Start the two-level registration process with national FIRST® registration on the national FIRSTInspires.org site. Once you complete the short process (around 20 minutes) and pay your registration fee, you will receive:
An Official Team Number
All Washington teams must register both with the national FIRST®organization and with FIRST®Washington.
Congratulations! Now it’s time for the fun part, you’ll need to get your materials, team, and volunteers in order. You will need to raise the funds necessary to compete and finally, you can begin work on the challenge!
With your paid registration, you will receive this year’s Challenge Set, which includes an exclusive selection of LEGO® bricks, dual lock fasteners, and a roll-out field mat. The Challenge Set changes with the new Challenge every season.
If you are a new team, registering for the first time, you will also need to purchase a LEGO® MINDSTORMS® Set to build your robot. You can purchase the LEGO® MINDSTORMS® Set by logging on to your FIRST Team Dashboard and selecting Order Products from the Payment and Products Team Option
If your team already has a LEGO® MINDSTORMS® Set, you are not required to buy a new one.
The lead coach/mentors may invite young people to join your team through your FIRST Team Dashboard. You may send parents an email inviting their children to apply by creating an account in the registration system.
To ensure our youth are safe, all program volunteers, coaches, and mentors must be screened as part of the FIRST Youth Protection Program (YPP). This includes a legally required background check. Once screened, the lead coach and mentors may email other adults inviting them to volunteer. Each volunteer must create an account and complete the youth protection screening.
Students do not pay to participate individually. You fund your team as a whole by raising funds for team registration, robot parts, travel, and other expenses. FIRST® Washington offers plenty of support and resources.

---+---

■ **Problem A**
In the FIRST registration guide, duplicate the stretch from "To ensure our" through "support and resources." word for word.
■ **Problem B**
Name each item that the FIRST registration guide says comes in this year's Challenge Set.
■ **Problem C**
Please supply the next part of the FIRST registration guide, picking up after its final sentence.

Collection entries

---+---

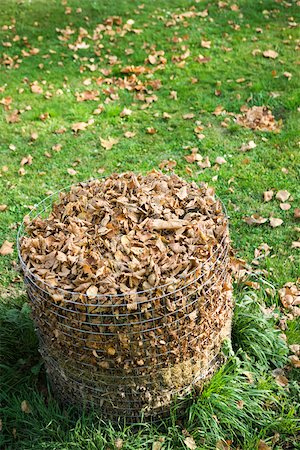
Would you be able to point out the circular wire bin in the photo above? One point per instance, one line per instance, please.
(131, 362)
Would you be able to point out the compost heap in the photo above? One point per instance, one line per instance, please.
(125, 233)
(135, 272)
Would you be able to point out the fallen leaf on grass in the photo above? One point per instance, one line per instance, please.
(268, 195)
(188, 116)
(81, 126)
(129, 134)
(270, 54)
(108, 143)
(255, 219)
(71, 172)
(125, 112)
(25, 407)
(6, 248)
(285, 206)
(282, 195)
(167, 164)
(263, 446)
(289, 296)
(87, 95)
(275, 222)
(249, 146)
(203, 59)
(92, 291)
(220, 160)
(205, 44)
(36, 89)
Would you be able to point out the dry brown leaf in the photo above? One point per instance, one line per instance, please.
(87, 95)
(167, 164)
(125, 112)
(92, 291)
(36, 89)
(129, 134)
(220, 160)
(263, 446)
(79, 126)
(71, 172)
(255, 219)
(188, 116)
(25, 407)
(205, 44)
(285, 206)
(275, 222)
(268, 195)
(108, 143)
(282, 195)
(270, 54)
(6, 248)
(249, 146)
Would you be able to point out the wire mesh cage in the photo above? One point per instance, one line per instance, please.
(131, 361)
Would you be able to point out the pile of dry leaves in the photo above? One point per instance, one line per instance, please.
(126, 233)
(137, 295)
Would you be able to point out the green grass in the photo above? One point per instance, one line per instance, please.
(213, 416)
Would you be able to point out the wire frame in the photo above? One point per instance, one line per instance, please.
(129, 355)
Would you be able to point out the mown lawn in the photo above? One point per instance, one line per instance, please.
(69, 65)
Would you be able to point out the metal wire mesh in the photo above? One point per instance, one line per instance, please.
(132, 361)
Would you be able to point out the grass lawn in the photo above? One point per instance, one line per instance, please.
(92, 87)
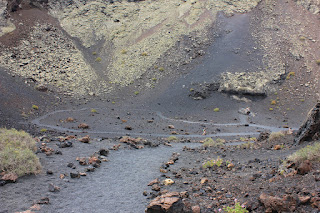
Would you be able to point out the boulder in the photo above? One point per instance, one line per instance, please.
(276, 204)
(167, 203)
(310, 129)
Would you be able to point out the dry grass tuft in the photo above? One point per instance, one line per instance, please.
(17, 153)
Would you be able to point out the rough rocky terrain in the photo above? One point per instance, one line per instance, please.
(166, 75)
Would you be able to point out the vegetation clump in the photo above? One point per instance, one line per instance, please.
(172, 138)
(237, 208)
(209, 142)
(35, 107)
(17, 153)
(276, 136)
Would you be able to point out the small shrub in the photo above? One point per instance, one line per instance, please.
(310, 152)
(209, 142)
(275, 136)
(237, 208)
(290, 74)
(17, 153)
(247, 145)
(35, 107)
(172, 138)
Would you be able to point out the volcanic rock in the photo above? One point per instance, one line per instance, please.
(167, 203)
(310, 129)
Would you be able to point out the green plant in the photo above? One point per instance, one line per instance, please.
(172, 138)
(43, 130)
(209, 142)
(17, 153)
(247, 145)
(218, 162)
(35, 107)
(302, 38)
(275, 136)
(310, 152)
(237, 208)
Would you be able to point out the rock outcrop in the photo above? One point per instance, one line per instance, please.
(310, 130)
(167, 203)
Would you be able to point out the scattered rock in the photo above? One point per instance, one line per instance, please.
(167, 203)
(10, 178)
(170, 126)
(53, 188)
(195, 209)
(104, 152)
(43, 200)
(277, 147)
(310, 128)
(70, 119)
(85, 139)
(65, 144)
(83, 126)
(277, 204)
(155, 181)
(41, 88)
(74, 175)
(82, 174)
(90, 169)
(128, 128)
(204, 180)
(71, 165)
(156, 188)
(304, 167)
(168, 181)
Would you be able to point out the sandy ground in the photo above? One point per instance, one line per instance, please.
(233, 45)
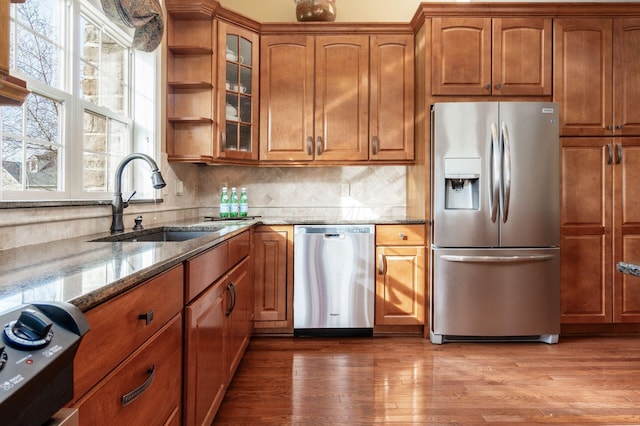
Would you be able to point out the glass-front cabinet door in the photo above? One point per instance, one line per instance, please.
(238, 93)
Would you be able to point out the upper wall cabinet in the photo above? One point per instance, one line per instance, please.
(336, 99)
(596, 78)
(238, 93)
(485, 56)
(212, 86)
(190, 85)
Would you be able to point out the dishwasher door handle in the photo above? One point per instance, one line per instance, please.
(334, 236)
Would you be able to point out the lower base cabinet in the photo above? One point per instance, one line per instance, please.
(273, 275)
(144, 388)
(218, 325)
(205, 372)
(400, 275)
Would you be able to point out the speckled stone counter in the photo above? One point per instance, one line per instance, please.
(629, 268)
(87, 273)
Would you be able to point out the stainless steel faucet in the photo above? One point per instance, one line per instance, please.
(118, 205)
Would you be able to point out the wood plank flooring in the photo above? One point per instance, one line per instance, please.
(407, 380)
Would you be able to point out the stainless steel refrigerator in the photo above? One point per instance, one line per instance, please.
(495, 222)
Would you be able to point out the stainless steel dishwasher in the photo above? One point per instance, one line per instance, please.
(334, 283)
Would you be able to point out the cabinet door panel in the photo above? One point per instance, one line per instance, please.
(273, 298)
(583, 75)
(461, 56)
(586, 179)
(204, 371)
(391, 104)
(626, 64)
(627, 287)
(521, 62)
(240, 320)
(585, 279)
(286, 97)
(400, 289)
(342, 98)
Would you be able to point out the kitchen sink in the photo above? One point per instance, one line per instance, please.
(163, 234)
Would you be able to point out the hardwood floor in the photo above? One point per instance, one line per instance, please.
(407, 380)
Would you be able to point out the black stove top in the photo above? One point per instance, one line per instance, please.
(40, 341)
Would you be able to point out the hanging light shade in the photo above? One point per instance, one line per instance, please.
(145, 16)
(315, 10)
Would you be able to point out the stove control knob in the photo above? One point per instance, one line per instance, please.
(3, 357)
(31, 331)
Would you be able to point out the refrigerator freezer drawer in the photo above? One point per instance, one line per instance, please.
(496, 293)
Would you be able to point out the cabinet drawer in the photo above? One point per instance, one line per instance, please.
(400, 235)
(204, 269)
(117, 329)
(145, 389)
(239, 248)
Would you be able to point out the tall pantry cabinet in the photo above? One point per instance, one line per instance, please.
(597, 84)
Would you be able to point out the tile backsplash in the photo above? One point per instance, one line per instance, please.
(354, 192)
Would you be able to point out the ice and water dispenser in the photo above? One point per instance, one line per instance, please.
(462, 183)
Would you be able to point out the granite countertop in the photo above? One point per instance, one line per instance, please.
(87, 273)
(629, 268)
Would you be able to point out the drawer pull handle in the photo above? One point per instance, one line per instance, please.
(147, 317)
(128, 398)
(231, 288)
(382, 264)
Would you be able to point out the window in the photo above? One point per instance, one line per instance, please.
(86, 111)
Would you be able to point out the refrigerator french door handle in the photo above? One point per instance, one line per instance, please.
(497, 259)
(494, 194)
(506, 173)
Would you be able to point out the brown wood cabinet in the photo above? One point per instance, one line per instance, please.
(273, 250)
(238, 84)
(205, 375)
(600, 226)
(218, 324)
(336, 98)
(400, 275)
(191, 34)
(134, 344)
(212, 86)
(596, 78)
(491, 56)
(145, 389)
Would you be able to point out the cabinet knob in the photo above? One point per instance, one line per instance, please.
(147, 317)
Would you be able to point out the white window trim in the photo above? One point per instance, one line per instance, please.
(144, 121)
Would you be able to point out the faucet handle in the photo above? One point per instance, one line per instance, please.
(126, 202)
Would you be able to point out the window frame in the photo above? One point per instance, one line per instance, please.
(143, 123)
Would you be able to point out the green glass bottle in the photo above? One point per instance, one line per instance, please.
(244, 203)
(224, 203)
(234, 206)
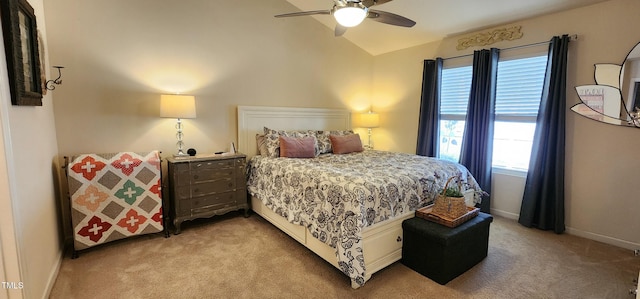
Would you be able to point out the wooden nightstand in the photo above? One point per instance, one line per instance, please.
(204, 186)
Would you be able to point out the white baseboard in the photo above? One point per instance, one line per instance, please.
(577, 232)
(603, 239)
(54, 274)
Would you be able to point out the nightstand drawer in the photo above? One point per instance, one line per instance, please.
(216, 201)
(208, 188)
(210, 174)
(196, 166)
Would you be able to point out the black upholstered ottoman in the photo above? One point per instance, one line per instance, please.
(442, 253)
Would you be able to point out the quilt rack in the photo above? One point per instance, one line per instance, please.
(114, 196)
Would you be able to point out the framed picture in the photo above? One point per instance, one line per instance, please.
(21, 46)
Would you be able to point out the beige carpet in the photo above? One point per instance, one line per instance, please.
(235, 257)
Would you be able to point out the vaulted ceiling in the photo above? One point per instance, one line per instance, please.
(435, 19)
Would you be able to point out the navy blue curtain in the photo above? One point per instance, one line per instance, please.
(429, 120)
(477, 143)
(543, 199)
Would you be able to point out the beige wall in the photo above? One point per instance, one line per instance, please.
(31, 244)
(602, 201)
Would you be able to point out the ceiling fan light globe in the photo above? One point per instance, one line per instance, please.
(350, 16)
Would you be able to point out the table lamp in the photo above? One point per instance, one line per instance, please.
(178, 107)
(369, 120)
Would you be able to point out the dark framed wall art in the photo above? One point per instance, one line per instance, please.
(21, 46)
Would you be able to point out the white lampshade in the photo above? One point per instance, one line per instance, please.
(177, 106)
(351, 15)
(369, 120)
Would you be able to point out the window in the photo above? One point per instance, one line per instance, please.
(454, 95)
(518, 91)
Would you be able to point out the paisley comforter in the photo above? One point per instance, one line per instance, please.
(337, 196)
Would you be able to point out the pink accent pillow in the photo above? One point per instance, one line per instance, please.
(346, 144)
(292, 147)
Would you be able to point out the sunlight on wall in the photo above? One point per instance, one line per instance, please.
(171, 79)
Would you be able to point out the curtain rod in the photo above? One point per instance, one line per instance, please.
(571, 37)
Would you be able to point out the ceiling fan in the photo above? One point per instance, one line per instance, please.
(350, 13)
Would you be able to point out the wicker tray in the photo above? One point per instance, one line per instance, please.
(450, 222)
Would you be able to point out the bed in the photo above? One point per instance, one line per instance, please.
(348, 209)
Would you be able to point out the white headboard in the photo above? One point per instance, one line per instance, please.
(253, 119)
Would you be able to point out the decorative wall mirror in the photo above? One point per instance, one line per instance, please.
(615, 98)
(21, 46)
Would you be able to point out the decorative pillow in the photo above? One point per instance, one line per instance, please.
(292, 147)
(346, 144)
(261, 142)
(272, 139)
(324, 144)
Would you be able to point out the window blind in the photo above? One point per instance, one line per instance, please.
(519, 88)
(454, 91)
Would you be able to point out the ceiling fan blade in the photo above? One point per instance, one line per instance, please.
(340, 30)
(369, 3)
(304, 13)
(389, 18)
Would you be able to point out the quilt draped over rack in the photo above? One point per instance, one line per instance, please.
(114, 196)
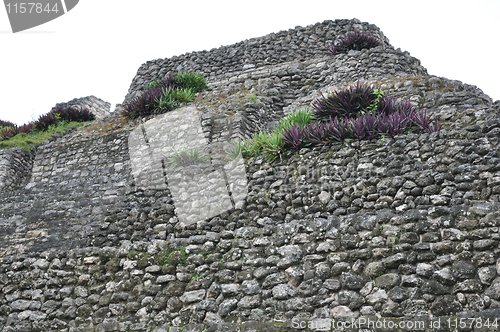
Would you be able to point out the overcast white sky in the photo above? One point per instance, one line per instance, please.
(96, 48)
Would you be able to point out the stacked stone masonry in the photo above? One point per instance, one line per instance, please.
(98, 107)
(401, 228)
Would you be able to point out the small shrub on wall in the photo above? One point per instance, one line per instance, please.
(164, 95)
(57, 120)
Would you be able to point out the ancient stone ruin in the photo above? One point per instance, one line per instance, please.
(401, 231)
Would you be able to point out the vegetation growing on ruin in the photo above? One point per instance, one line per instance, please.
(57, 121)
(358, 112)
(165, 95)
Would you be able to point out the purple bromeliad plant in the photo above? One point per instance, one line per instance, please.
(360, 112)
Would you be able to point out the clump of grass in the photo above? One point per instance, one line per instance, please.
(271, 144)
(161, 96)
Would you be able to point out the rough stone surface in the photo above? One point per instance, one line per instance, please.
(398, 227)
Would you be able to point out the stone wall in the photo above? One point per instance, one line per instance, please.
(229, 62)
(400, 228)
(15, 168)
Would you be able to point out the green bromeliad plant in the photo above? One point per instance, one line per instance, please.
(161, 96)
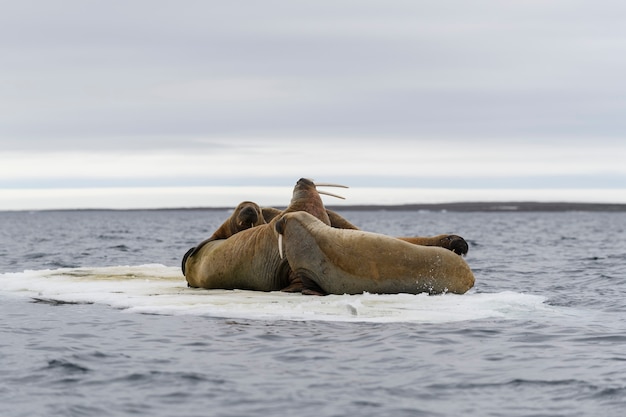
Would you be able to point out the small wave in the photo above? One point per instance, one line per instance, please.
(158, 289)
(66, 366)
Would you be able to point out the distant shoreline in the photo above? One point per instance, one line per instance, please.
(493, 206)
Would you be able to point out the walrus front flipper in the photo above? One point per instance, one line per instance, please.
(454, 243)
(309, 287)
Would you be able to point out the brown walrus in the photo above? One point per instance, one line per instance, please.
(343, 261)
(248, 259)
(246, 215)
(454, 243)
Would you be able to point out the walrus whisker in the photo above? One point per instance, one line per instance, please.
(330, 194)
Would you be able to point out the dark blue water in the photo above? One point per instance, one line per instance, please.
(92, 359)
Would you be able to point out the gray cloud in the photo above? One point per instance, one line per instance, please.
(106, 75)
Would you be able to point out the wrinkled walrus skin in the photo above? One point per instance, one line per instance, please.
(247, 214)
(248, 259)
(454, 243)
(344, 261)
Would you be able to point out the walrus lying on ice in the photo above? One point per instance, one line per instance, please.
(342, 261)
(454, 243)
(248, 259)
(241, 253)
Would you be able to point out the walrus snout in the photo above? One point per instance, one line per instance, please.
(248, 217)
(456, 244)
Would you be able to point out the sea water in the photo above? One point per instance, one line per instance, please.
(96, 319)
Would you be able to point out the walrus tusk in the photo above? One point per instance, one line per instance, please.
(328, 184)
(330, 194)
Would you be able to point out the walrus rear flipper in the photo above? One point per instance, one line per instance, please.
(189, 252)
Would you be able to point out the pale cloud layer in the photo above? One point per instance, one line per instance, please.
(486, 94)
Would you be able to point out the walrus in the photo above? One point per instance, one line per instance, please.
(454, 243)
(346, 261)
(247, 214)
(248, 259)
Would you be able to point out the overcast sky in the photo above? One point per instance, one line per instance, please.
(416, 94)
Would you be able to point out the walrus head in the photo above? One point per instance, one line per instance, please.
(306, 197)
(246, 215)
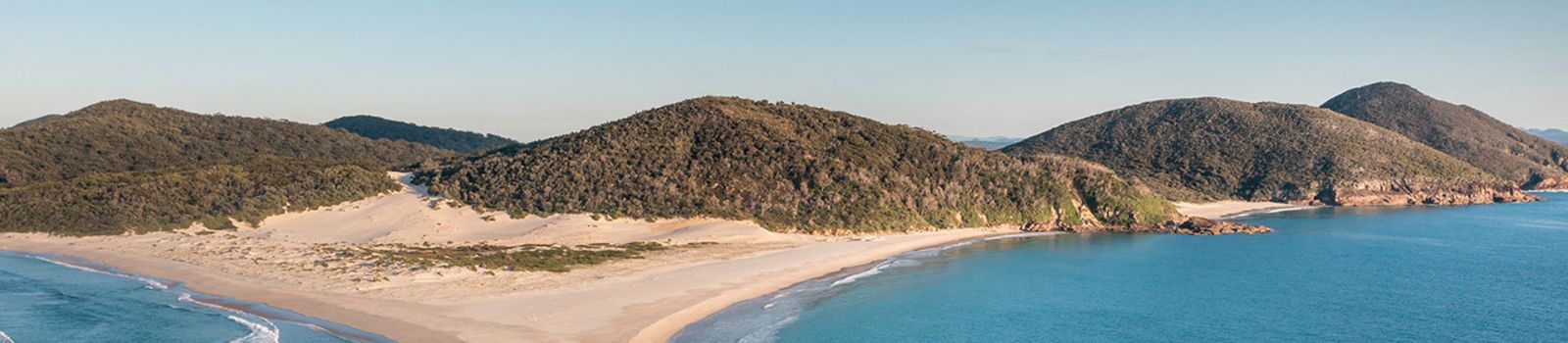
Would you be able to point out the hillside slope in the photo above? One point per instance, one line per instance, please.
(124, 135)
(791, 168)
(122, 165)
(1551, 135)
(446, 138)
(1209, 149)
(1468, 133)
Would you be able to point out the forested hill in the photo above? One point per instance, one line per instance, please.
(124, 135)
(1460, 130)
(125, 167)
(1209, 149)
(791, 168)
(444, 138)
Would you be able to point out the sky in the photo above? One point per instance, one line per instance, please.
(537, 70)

---+---

■ **Right answer A**
To ensure our youth are safe, all program volunteers, coaches, and mentors must be screened as part of the FIRST Youth Protection Program (YPP). This includes a legally required background check. Once screened, the lead coach and mentors may email other adults inviting them to volunteer. Each volunteer must create an account and complete the youth protection screening.
Students do not pay to participate individually. You fund your team as a whole by raising funds for team registration, robot parts, travel, and other expenses. FIRST® Washington offers plenty of support and resources.

■ **Right answer B**
- LEGO® bricks (an exclusive selection)
- dual lock fasteners
- a roll-out field mat

■ **Right answer C**
The season culminates with FIRST®LEGO® League regional tournaments and championships. Teams show off their accomplishments and compete with their robots. Season-ending events offer thrills, memories, and inspiration for a lifetime.
Perhaps you’ll earn an invitation to compete in the championships against competitors from all over the world.
Once you have completed your registration with FIRST® Washington (step 3) you will be notified when event registration opens at the end of September.
Get Started FAQ
Are there any special skills required to participate?
The best thing about FIRST® LEGO® League is that all skill levels are welcome – technical and nontechnical. Teams need all kinds of skills and creativity to succeed. What are you good at? Chances are we have a job for you. And we’ll probably teach you a few new ones while you’re with us.
The most successful coaches are people with at least an interest in science and technology, and in helping kids discover and learn. But we can’t emphasize enough that no special technical skills are required. Anyone who wants to be a coach will receive all the training and help they need.
FIRST® LEGO® League welcomes every student, with or without special skills. Youth team members are encouraged to bring any skills or interests they already have, but most importantly a desire to learn and solve problems as a team.
As our coaches say, “This is the only sport where if you show up, you can play.”
How are teams judged at competitions and what awards are there for FIRST® LEGO® League teams participating?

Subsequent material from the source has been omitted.